§ **What you need to do**
Identify each line of the listing below that contains the word "dark" and copy it out in full. Case matters.

[Box annotations for photos]
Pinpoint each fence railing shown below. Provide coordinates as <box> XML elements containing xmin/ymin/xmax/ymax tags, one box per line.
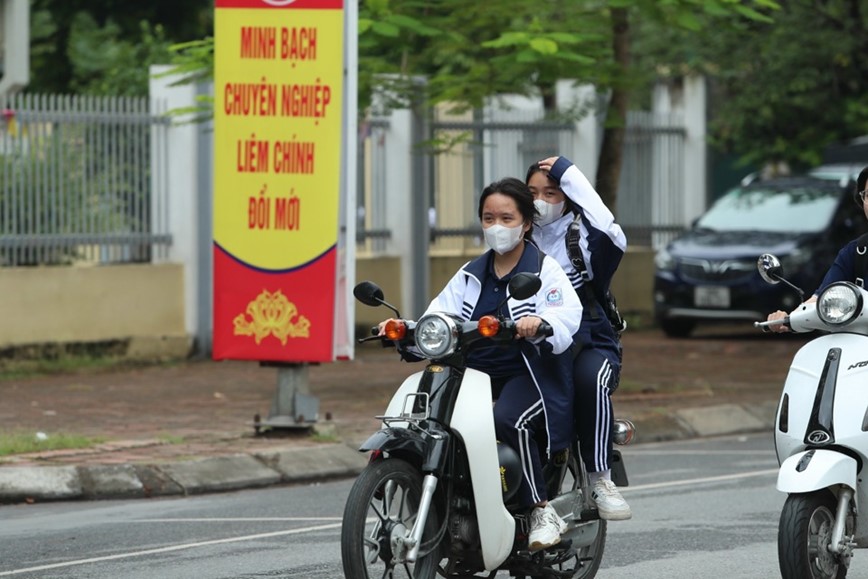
<box><xmin>0</xmin><ymin>95</ymin><xmax>171</xmax><ymax>266</ymax></box>
<box><xmin>357</xmin><ymin>106</ymin><xmax>687</xmax><ymax>255</ymax></box>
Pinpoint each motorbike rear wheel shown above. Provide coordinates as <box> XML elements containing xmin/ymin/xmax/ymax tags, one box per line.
<box><xmin>341</xmin><ymin>458</ymin><xmax>439</xmax><ymax>579</ymax></box>
<box><xmin>778</xmin><ymin>490</ymin><xmax>849</xmax><ymax>579</ymax></box>
<box><xmin>533</xmin><ymin>449</ymin><xmax>607</xmax><ymax>579</ymax></box>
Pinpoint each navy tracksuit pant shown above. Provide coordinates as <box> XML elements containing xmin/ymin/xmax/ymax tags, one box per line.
<box><xmin>494</xmin><ymin>374</ymin><xmax>547</xmax><ymax>507</ymax></box>
<box><xmin>573</xmin><ymin>348</ymin><xmax>621</xmax><ymax>472</ymax></box>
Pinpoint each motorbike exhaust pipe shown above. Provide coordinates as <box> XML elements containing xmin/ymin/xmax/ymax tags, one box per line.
<box><xmin>612</xmin><ymin>418</ymin><xmax>636</xmax><ymax>446</ymax></box>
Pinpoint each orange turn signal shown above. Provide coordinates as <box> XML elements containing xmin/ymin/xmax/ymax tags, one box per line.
<box><xmin>476</xmin><ymin>316</ymin><xmax>500</xmax><ymax>338</ymax></box>
<box><xmin>386</xmin><ymin>320</ymin><xmax>407</xmax><ymax>340</ymax></box>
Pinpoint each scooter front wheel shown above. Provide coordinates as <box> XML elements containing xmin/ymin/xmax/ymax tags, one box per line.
<box><xmin>778</xmin><ymin>490</ymin><xmax>849</xmax><ymax>579</ymax></box>
<box><xmin>341</xmin><ymin>458</ymin><xmax>438</xmax><ymax>579</ymax></box>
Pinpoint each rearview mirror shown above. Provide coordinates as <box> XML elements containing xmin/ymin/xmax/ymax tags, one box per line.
<box><xmin>353</xmin><ymin>281</ymin><xmax>385</xmax><ymax>307</ymax></box>
<box><xmin>756</xmin><ymin>253</ymin><xmax>784</xmax><ymax>284</ymax></box>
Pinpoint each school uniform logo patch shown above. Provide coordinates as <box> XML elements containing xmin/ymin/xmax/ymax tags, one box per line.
<box><xmin>546</xmin><ymin>287</ymin><xmax>564</xmax><ymax>307</ymax></box>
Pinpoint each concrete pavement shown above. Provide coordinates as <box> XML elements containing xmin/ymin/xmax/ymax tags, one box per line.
<box><xmin>0</xmin><ymin>400</ymin><xmax>777</xmax><ymax>503</ymax></box>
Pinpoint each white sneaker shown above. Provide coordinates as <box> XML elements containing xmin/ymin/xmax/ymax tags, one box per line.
<box><xmin>591</xmin><ymin>478</ymin><xmax>633</xmax><ymax>521</ymax></box>
<box><xmin>527</xmin><ymin>504</ymin><xmax>567</xmax><ymax>551</ymax></box>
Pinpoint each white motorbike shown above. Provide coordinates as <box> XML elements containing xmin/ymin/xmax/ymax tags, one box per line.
<box><xmin>341</xmin><ymin>274</ymin><xmax>633</xmax><ymax>579</ymax></box>
<box><xmin>755</xmin><ymin>254</ymin><xmax>868</xmax><ymax>579</ymax></box>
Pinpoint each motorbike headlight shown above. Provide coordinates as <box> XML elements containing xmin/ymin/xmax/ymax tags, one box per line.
<box><xmin>817</xmin><ymin>282</ymin><xmax>862</xmax><ymax>326</ymax></box>
<box><xmin>415</xmin><ymin>314</ymin><xmax>458</xmax><ymax>358</ymax></box>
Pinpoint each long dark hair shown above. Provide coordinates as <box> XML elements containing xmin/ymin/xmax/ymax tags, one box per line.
<box><xmin>524</xmin><ymin>163</ymin><xmax>579</xmax><ymax>213</ymax></box>
<box><xmin>478</xmin><ymin>177</ymin><xmax>539</xmax><ymax>239</ymax></box>
<box><xmin>856</xmin><ymin>167</ymin><xmax>868</xmax><ymax>192</ymax></box>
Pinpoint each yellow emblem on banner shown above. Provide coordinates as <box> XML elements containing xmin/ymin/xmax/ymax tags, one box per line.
<box><xmin>233</xmin><ymin>290</ymin><xmax>310</xmax><ymax>346</ymax></box>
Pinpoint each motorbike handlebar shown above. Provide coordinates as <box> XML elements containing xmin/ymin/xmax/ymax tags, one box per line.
<box><xmin>536</xmin><ymin>320</ymin><xmax>555</xmax><ymax>338</ymax></box>
<box><xmin>753</xmin><ymin>316</ymin><xmax>790</xmax><ymax>334</ymax></box>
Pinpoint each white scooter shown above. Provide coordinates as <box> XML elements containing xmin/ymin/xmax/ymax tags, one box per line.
<box><xmin>755</xmin><ymin>254</ymin><xmax>868</xmax><ymax>579</ymax></box>
<box><xmin>341</xmin><ymin>273</ymin><xmax>633</xmax><ymax>579</ymax></box>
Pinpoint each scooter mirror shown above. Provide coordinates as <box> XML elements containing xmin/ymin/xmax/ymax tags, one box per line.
<box><xmin>353</xmin><ymin>281</ymin><xmax>385</xmax><ymax>307</ymax></box>
<box><xmin>509</xmin><ymin>271</ymin><xmax>542</xmax><ymax>300</ymax></box>
<box><xmin>756</xmin><ymin>253</ymin><xmax>784</xmax><ymax>284</ymax></box>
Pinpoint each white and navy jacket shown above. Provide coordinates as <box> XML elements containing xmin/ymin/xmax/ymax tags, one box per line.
<box><xmin>534</xmin><ymin>157</ymin><xmax>627</xmax><ymax>356</ymax></box>
<box><xmin>425</xmin><ymin>243</ymin><xmax>582</xmax><ymax>452</ymax></box>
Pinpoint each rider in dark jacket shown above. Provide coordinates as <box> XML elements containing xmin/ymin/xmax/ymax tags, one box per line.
<box><xmin>768</xmin><ymin>167</ymin><xmax>868</xmax><ymax>332</ymax></box>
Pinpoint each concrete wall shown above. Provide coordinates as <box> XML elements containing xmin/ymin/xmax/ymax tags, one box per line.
<box><xmin>0</xmin><ymin>248</ymin><xmax>654</xmax><ymax>358</ymax></box>
<box><xmin>0</xmin><ymin>264</ymin><xmax>191</xmax><ymax>357</ymax></box>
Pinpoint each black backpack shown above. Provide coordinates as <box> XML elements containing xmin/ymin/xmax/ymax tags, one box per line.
<box><xmin>564</xmin><ymin>211</ymin><xmax>627</xmax><ymax>338</ymax></box>
<box><xmin>853</xmin><ymin>233</ymin><xmax>868</xmax><ymax>289</ymax></box>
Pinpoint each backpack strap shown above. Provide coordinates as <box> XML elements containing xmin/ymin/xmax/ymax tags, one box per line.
<box><xmin>853</xmin><ymin>233</ymin><xmax>868</xmax><ymax>288</ymax></box>
<box><xmin>564</xmin><ymin>211</ymin><xmax>590</xmax><ymax>281</ymax></box>
<box><xmin>564</xmin><ymin>211</ymin><xmax>600</xmax><ymax>320</ymax></box>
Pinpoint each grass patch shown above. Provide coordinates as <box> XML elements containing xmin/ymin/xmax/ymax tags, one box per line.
<box><xmin>0</xmin><ymin>432</ymin><xmax>106</xmax><ymax>456</ymax></box>
<box><xmin>0</xmin><ymin>340</ymin><xmax>182</xmax><ymax>380</ymax></box>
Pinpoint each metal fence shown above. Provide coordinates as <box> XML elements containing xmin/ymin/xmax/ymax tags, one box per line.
<box><xmin>0</xmin><ymin>95</ymin><xmax>171</xmax><ymax>266</ymax></box>
<box><xmin>357</xmin><ymin>106</ymin><xmax>687</xmax><ymax>255</ymax></box>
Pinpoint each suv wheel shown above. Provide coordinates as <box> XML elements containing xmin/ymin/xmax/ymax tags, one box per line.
<box><xmin>660</xmin><ymin>318</ymin><xmax>696</xmax><ymax>338</ymax></box>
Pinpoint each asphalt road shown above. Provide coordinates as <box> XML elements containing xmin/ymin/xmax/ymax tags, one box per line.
<box><xmin>0</xmin><ymin>435</ymin><xmax>812</xmax><ymax>579</ymax></box>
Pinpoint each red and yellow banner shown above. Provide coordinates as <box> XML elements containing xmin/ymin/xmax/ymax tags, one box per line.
<box><xmin>213</xmin><ymin>0</ymin><xmax>344</xmax><ymax>362</ymax></box>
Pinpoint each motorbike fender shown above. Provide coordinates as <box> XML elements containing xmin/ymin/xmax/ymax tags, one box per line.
<box><xmin>359</xmin><ymin>428</ymin><xmax>427</xmax><ymax>463</ymax></box>
<box><xmin>450</xmin><ymin>368</ymin><xmax>515</xmax><ymax>571</ymax></box>
<box><xmin>777</xmin><ymin>449</ymin><xmax>857</xmax><ymax>493</ymax></box>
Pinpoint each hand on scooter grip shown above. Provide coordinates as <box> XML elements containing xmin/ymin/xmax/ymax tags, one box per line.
<box><xmin>515</xmin><ymin>316</ymin><xmax>542</xmax><ymax>339</ymax></box>
<box><xmin>763</xmin><ymin>310</ymin><xmax>790</xmax><ymax>334</ymax></box>
<box><xmin>371</xmin><ymin>318</ymin><xmax>395</xmax><ymax>336</ymax></box>
<box><xmin>515</xmin><ymin>316</ymin><xmax>554</xmax><ymax>339</ymax></box>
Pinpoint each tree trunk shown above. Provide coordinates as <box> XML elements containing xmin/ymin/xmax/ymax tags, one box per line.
<box><xmin>596</xmin><ymin>8</ymin><xmax>630</xmax><ymax>213</ymax></box>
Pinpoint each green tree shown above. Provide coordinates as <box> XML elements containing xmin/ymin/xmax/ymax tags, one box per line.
<box><xmin>642</xmin><ymin>0</ymin><xmax>868</xmax><ymax>168</ymax></box>
<box><xmin>359</xmin><ymin>0</ymin><xmax>777</xmax><ymax>207</ymax></box>
<box><xmin>27</xmin><ymin>0</ymin><xmax>213</xmax><ymax>95</ymax></box>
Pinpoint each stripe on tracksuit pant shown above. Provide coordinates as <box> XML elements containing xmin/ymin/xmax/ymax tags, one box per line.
<box><xmin>494</xmin><ymin>375</ymin><xmax>546</xmax><ymax>507</ymax></box>
<box><xmin>573</xmin><ymin>349</ymin><xmax>617</xmax><ymax>472</ymax></box>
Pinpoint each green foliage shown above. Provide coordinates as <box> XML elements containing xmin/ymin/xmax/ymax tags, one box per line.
<box><xmin>641</xmin><ymin>0</ymin><xmax>868</xmax><ymax>168</ymax></box>
<box><xmin>68</xmin><ymin>12</ymin><xmax>169</xmax><ymax>96</ymax></box>
<box><xmin>0</xmin><ymin>432</ymin><xmax>105</xmax><ymax>456</ymax></box>
<box><xmin>27</xmin><ymin>0</ymin><xmax>214</xmax><ymax>96</ymax></box>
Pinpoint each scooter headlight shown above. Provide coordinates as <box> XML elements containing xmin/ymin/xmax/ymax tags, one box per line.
<box><xmin>817</xmin><ymin>282</ymin><xmax>862</xmax><ymax>326</ymax></box>
<box><xmin>416</xmin><ymin>314</ymin><xmax>458</xmax><ymax>358</ymax></box>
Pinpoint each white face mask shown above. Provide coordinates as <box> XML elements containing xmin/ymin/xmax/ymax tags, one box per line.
<box><xmin>482</xmin><ymin>223</ymin><xmax>524</xmax><ymax>255</ymax></box>
<box><xmin>533</xmin><ymin>199</ymin><xmax>566</xmax><ymax>227</ymax></box>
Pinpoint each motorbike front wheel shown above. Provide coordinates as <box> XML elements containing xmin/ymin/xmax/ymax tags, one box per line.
<box><xmin>778</xmin><ymin>490</ymin><xmax>849</xmax><ymax>579</ymax></box>
<box><xmin>341</xmin><ymin>458</ymin><xmax>438</xmax><ymax>579</ymax></box>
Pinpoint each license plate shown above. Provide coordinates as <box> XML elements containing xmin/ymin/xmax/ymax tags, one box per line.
<box><xmin>693</xmin><ymin>286</ymin><xmax>729</xmax><ymax>308</ymax></box>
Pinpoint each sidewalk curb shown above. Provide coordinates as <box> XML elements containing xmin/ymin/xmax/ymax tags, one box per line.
<box><xmin>0</xmin><ymin>401</ymin><xmax>777</xmax><ymax>503</ymax></box>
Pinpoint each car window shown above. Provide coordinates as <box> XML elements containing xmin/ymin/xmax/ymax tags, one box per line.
<box><xmin>696</xmin><ymin>185</ymin><xmax>840</xmax><ymax>233</ymax></box>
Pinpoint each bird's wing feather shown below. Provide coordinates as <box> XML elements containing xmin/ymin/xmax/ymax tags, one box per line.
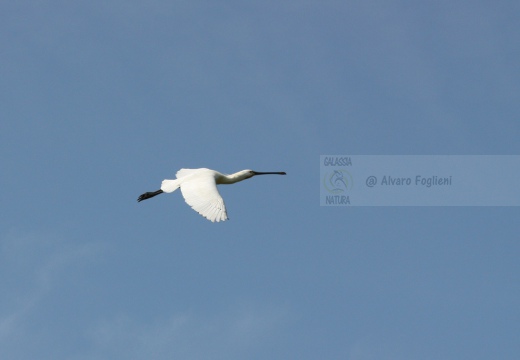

§ **Solution to this problem**
Pinpoint each long dark hair shown above. Provide coordinates as <box> XML elements containing xmin/ymin/xmax/ymax tags, one box per line.
Pinpoint each rider in dark jacket shown above. Provide coordinates as <box> XML elements containing xmin/ymin/xmax/ymax tags, one box per line.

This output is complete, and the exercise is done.